DATA PROVIDED: Begin

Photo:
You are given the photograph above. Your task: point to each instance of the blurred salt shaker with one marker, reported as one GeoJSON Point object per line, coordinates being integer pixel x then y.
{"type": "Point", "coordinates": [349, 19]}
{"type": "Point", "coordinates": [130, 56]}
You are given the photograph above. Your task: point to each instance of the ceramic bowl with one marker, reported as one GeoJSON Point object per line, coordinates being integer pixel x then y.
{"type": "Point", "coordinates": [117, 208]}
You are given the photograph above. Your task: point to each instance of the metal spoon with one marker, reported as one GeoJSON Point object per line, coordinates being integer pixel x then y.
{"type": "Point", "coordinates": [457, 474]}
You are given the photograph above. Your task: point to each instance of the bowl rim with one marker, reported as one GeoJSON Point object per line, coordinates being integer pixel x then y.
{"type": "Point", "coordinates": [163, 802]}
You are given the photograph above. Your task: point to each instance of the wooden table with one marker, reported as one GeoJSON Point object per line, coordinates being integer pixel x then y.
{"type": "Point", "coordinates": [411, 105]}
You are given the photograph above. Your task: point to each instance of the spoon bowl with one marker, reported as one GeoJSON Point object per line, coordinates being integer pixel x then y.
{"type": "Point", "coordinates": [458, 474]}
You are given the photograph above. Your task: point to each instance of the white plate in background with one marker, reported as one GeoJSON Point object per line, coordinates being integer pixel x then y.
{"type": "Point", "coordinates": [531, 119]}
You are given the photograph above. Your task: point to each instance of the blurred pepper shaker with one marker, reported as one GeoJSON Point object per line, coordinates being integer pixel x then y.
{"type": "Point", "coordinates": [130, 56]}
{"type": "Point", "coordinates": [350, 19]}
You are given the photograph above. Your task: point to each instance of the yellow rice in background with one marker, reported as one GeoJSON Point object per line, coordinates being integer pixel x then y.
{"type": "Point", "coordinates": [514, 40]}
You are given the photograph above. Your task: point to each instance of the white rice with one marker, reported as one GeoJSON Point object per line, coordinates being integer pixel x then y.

DATA PROVIDED: End

◆ WHAT THE TASK REQUIRES ◆
Above are the records; reproduce all of them exactly.

◆ TASK RESPONSE ◆
Photo:
You are given the photograph above. Your task: point to each instance of the blurred salt shaker with one marker, reported as one GeoJSON Point object per line, coordinates being integer pixel x then y.
{"type": "Point", "coordinates": [349, 19]}
{"type": "Point", "coordinates": [130, 56]}
You are given the photograph above. Your task: point to each instance of the ceramic bowl with one marker, reported as one GeoJSON Point object per line, coordinates being integer pixel x then y.
{"type": "Point", "coordinates": [117, 208]}
You are given the photograph above. Your task: point to each instance of the metal spoon with one marker, reported as one GeoJSON Point object per line, coordinates being integer pixel x then y.
{"type": "Point", "coordinates": [457, 474]}
You are given the photograph above. Your task: point to each instance of the bowl rim with one marker, reported as one GeoJSON Point object per line, coordinates being integer pixel x then y.
{"type": "Point", "coordinates": [163, 802]}
You are given the photograph above. Your task: point to each instance of the wooden table with one marker, reported as one GeoJSON Point object per line, coordinates being integer pixel x then y.
{"type": "Point", "coordinates": [411, 105]}
You are given the photograph above. Your task: point to each instance of the spoon bowl with one marker, reported as one GeoJSON Point object per line, coordinates being integer pixel x then y.
{"type": "Point", "coordinates": [458, 474]}
You are given the photograph above. Your task: point to each instance of the white plate in background with one marker, reported as one GeoJSON Point object per line, coordinates being integer pixel x then y.
{"type": "Point", "coordinates": [531, 119]}
You are given the photograph above. Your task: point to each instance of the blurred pepper shaker with one marker, reported as one GeoJSON Point object per line, coordinates being integer pixel x then y.
{"type": "Point", "coordinates": [130, 56]}
{"type": "Point", "coordinates": [350, 19]}
You are given the photograph above. Your task: point to each instance of the yellow rice in background with one marker, reported as one GeoJSON Point object per line, coordinates being integer pixel x then y.
{"type": "Point", "coordinates": [514, 40]}
You are given the photograph above. Your task: point to each instance of the white rice with one marker, reported as one GeoJSON Point object per line, coordinates being integer pixel x then y.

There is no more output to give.